**EXERCISE REQUIREMENTS**. Copy the data exactly as it appears, and do not include any pictures.

**ENTRIES**.
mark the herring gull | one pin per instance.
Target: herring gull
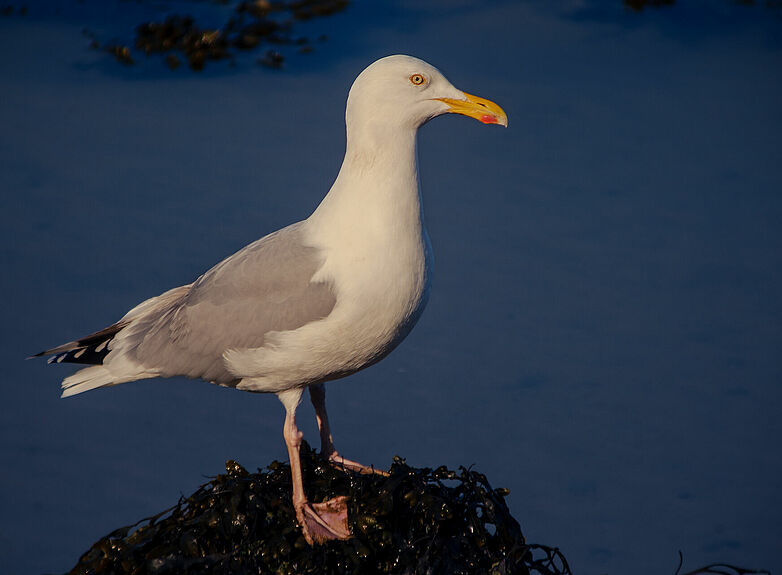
(314, 301)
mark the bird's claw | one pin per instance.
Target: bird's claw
(321, 522)
(336, 459)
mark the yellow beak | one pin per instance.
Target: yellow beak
(481, 109)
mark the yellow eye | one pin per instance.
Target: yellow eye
(417, 79)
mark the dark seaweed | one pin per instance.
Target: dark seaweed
(413, 521)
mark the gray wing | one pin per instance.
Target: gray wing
(267, 286)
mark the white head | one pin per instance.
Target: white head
(405, 92)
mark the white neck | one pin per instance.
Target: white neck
(377, 186)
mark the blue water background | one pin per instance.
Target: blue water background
(604, 332)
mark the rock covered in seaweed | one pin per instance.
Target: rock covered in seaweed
(413, 521)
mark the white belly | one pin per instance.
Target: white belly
(379, 300)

**ANSWER FOR THE TASK**.
mark the herring gull | one pin per instance.
Target: herring gull
(314, 301)
mark the bird's claw | one pin per instance.
Target: bird's claw
(321, 522)
(336, 459)
mark the yellow beak | one pin per instance.
Target: yellow beak
(481, 109)
mark the yellow eye | one pin per instance.
Target: yellow eye
(417, 79)
mark the dark seaweed | one pin per instance.
Target: dark seaweed
(413, 521)
mark the gray wing | one pin per instance.
Target: gray wing
(267, 286)
mark the white head | one pin per instance.
Target: white head
(405, 92)
mark the white neck | one pin per instance.
Target: white neck
(377, 186)
mark the blue water background | one pin per instance.
Target: blue water background
(604, 332)
mark the rock covered in seaweed | one pin per instance.
Target: rock covered in seaweed
(413, 521)
mark the white belly | one pin per instance.
Target: white belly
(379, 300)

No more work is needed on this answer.